— Exercise —
Which lines of the material below contain the word "green"? Find and copy each of them, matching case.

— Region annotation entries —
+++++

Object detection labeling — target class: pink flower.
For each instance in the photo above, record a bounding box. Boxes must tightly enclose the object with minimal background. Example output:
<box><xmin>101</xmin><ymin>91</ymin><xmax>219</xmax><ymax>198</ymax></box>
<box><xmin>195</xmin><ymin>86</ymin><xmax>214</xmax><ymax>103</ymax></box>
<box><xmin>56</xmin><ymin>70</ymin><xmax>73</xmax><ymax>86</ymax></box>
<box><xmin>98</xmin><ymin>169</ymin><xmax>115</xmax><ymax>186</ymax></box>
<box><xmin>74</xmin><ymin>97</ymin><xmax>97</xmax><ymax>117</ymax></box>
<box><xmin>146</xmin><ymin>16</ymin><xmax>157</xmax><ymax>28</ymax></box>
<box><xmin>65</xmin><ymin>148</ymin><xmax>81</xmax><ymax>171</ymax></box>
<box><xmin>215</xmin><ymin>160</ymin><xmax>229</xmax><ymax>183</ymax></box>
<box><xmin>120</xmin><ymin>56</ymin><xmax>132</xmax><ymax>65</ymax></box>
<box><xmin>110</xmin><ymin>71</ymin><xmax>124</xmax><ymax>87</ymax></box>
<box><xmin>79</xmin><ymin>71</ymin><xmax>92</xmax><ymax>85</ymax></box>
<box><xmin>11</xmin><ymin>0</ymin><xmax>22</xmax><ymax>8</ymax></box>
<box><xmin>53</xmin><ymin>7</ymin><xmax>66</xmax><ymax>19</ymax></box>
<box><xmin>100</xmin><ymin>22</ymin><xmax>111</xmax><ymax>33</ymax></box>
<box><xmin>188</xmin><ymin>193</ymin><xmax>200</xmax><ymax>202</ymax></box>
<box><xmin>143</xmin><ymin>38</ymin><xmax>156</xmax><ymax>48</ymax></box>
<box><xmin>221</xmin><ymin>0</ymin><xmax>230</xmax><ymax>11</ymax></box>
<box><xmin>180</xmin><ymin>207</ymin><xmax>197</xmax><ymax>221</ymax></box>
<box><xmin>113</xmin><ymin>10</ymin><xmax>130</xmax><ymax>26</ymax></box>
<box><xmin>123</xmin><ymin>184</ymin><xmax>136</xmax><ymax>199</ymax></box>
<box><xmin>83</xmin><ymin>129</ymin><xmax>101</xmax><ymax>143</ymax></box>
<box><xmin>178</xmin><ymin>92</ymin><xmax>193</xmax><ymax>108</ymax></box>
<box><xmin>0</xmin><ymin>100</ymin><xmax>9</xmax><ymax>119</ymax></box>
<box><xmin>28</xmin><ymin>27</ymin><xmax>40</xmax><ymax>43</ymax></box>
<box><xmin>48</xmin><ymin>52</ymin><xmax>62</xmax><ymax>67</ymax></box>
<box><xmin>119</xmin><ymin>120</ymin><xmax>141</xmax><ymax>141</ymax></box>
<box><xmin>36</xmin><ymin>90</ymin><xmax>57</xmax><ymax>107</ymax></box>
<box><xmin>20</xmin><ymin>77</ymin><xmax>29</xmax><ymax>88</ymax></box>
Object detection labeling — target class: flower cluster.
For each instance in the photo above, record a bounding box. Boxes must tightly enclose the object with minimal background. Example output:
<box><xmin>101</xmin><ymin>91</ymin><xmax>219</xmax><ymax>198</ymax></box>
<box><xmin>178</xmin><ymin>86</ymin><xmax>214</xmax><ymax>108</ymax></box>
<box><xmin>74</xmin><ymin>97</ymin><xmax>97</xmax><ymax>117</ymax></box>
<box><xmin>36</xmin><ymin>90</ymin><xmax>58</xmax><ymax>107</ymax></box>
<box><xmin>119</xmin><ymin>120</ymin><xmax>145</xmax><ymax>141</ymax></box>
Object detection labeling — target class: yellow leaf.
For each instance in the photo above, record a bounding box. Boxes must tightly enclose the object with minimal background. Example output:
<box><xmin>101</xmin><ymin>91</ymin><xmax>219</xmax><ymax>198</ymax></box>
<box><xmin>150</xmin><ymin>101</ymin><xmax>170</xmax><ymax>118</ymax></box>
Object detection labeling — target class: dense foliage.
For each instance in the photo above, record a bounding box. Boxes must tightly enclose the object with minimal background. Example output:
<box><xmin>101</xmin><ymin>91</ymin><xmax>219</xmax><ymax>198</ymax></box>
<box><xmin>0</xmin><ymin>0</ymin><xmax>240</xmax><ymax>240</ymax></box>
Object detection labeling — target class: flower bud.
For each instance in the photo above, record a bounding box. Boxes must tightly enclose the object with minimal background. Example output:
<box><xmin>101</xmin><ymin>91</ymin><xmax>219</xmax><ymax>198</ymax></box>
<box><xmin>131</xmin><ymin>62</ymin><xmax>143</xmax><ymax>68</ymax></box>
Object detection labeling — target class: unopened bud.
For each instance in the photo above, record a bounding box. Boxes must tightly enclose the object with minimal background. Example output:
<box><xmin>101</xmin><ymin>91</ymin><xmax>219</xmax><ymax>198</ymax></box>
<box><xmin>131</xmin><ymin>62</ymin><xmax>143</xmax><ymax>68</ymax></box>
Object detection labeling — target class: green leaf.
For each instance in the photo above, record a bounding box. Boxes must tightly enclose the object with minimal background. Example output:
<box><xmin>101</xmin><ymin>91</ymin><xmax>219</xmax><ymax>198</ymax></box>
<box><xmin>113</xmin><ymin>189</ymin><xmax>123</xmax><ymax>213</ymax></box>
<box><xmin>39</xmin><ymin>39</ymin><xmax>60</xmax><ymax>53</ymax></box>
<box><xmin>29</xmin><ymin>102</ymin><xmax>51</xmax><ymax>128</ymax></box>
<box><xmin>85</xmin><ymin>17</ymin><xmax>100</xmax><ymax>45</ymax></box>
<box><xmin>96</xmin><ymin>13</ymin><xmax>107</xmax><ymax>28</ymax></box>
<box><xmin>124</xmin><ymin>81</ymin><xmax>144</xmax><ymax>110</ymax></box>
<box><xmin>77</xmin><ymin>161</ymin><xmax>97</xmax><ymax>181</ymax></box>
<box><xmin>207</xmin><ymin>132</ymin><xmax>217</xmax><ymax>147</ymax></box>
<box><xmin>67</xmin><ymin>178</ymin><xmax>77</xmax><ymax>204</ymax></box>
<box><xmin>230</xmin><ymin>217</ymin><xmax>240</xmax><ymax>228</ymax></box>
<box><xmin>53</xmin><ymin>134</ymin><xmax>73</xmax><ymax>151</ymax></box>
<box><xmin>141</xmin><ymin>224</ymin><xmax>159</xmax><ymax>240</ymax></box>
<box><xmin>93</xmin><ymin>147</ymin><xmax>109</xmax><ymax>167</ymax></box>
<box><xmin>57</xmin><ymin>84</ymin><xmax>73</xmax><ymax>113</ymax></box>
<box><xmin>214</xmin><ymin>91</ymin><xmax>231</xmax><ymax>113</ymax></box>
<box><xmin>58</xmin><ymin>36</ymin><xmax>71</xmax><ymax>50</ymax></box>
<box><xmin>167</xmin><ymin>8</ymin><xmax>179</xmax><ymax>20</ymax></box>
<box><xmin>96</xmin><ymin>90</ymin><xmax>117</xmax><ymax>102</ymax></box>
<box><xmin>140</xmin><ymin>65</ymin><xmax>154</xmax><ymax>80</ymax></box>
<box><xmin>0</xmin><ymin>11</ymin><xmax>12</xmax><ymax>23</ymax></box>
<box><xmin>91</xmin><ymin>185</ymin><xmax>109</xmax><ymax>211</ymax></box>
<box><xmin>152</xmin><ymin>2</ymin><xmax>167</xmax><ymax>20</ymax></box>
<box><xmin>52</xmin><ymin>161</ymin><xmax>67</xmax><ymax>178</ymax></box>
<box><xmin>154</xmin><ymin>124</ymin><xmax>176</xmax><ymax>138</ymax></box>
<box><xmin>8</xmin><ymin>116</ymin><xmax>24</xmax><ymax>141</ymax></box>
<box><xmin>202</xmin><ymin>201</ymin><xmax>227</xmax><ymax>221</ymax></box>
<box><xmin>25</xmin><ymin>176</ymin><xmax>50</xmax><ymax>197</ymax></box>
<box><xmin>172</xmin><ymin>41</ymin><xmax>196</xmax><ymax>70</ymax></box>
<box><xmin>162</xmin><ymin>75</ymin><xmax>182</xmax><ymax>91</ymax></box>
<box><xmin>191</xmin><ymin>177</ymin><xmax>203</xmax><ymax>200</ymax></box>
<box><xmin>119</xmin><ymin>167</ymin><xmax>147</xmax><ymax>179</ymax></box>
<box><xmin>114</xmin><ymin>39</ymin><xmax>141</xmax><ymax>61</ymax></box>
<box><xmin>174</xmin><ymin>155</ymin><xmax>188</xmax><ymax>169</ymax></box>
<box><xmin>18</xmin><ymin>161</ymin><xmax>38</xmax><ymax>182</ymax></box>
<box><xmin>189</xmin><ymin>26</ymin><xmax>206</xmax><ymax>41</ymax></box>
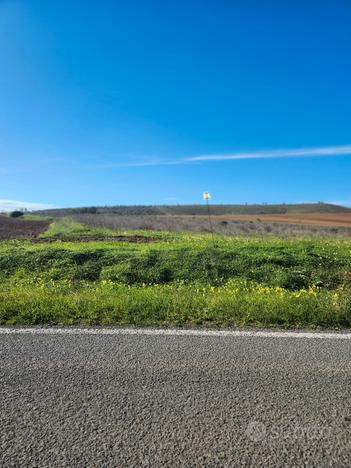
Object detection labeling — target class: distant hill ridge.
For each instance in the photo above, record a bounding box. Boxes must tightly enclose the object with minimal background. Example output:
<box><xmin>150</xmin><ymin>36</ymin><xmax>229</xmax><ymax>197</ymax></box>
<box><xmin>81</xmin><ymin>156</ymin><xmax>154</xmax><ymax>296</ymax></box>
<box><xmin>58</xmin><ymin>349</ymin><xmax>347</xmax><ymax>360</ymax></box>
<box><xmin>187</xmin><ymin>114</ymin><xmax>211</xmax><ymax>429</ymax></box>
<box><xmin>38</xmin><ymin>203</ymin><xmax>351</xmax><ymax>216</ymax></box>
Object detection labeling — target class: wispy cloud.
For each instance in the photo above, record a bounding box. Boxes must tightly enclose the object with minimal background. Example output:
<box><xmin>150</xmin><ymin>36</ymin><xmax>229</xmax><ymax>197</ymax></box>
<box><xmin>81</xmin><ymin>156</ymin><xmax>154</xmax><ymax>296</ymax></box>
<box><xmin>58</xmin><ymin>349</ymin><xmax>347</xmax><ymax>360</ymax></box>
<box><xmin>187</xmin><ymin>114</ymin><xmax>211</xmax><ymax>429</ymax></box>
<box><xmin>185</xmin><ymin>145</ymin><xmax>351</xmax><ymax>162</ymax></box>
<box><xmin>0</xmin><ymin>200</ymin><xmax>55</xmax><ymax>211</ymax></box>
<box><xmin>94</xmin><ymin>145</ymin><xmax>351</xmax><ymax>169</ymax></box>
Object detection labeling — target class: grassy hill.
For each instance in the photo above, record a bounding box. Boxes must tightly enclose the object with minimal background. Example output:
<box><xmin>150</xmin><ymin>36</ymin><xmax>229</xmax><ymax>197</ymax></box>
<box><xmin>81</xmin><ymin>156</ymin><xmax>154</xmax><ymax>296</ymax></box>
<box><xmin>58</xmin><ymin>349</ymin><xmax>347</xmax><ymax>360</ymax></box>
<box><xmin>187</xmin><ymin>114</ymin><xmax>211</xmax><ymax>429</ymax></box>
<box><xmin>38</xmin><ymin>203</ymin><xmax>351</xmax><ymax>216</ymax></box>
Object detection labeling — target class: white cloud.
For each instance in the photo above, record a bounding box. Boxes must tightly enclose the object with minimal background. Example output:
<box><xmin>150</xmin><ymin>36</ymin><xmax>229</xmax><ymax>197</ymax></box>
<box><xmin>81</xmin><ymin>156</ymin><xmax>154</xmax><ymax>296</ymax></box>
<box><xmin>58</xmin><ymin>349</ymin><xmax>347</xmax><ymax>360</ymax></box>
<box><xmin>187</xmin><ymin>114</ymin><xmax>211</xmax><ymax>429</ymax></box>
<box><xmin>95</xmin><ymin>145</ymin><xmax>351</xmax><ymax>169</ymax></box>
<box><xmin>0</xmin><ymin>200</ymin><xmax>55</xmax><ymax>211</ymax></box>
<box><xmin>184</xmin><ymin>145</ymin><xmax>351</xmax><ymax>162</ymax></box>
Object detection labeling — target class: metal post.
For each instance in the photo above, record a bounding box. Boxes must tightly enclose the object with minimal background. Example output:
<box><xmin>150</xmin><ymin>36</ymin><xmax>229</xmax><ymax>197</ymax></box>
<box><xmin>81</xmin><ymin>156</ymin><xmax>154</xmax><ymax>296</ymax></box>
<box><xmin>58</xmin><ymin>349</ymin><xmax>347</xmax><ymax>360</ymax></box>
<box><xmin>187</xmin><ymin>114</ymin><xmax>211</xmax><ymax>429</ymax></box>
<box><xmin>203</xmin><ymin>192</ymin><xmax>215</xmax><ymax>247</ymax></box>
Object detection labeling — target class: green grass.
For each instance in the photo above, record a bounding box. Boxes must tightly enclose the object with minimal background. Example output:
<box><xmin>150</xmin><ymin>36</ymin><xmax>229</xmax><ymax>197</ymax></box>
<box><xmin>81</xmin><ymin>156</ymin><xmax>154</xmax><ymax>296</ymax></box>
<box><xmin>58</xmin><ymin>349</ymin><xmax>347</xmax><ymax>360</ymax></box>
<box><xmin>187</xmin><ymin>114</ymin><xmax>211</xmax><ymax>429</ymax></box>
<box><xmin>0</xmin><ymin>218</ymin><xmax>351</xmax><ymax>328</ymax></box>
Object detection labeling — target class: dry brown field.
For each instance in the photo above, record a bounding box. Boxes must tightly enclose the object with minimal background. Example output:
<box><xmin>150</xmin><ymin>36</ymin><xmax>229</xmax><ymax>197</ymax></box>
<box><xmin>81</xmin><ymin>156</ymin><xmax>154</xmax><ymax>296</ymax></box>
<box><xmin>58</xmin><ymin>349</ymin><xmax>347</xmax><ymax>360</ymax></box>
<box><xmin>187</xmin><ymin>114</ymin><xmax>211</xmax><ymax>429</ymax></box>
<box><xmin>186</xmin><ymin>212</ymin><xmax>351</xmax><ymax>228</ymax></box>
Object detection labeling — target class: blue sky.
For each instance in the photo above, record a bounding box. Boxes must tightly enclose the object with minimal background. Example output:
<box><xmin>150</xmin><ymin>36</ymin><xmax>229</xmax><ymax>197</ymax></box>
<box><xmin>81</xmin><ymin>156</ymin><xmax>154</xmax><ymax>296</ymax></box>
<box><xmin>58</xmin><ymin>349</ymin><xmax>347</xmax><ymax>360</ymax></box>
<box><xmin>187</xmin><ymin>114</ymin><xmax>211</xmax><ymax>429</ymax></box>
<box><xmin>0</xmin><ymin>0</ymin><xmax>351</xmax><ymax>209</ymax></box>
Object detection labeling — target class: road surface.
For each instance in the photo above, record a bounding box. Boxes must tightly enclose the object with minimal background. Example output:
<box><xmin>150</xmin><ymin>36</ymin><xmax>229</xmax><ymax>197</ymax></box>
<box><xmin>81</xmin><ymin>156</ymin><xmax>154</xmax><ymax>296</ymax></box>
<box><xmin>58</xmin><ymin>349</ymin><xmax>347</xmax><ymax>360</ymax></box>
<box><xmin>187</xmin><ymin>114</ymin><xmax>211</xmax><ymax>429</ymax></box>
<box><xmin>0</xmin><ymin>328</ymin><xmax>351</xmax><ymax>467</ymax></box>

+++++

— Answer for this exercise —
Object detection labeling — target class: green leaf.
Object detection labeling — target class: green grass.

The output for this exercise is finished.